Reproduce, word for word, the part of the Pig and Cree picture thread that opens with the words containing "lol at the chicken" and closes with "the chickens yesterday..".

▸ **Source**:
┄┄┄┄┄┄

# Pig and Cree picture thread



## performanceknls (Apr 4, 2009)

So I will not post pictures every day but today is their day to learn what our place is about and explore. These were taken in the orchard

this is really cute, Cree is following kaos and Pig is following Vixen








riot and cree








pig and kaos








riot and General playing








cree and riot








Pig and kaos








In the chicken coop

OMG, WTF are those








If I don't move it won't see me!








LET US OUT








yeah we have lots of chickens








mmmm chicken poop!








my bread bitches!!


----------



## koonce272 (Sep 16, 2008)

lol at the chicken picture. Good thing you dont have turkeys or should i say birdzilla.


----------



## American_Pit13 (Apr 23, 2007)

lmao! They look like Snoop did when he saw the chickens yesterday..


----------



## Indigo Bully Connection (Dec 21, 2006)

┄┄┄┄┄┄

▸ **Stored data**:
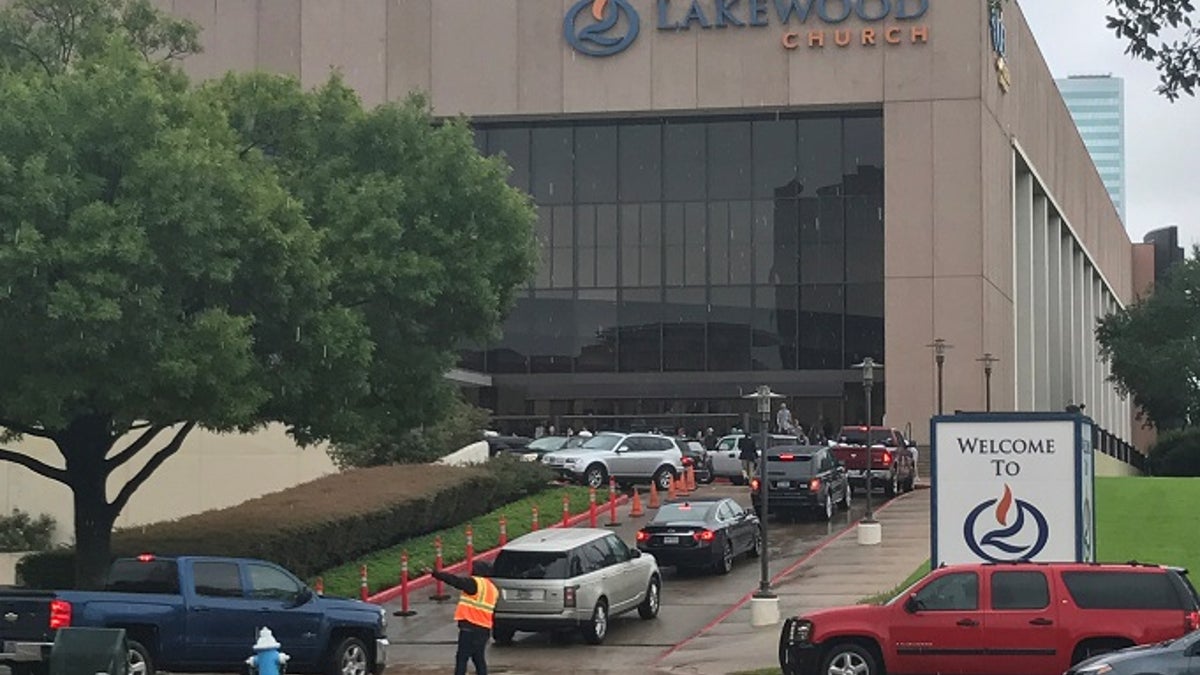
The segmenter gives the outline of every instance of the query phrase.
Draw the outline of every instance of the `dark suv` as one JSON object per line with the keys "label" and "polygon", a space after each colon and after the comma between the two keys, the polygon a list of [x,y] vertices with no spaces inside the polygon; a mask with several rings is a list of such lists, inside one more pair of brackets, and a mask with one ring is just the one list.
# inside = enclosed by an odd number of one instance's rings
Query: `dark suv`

┄┄┄┄┄┄

▸ **Worked solution**:
lol at the chicken picture. Good thing you dont have turkeys or should i say birdzilla.


----------



## American_Pit13 (Apr 23, 2007)

lmao! They look like Snoop did when he saw the chickens yesterday..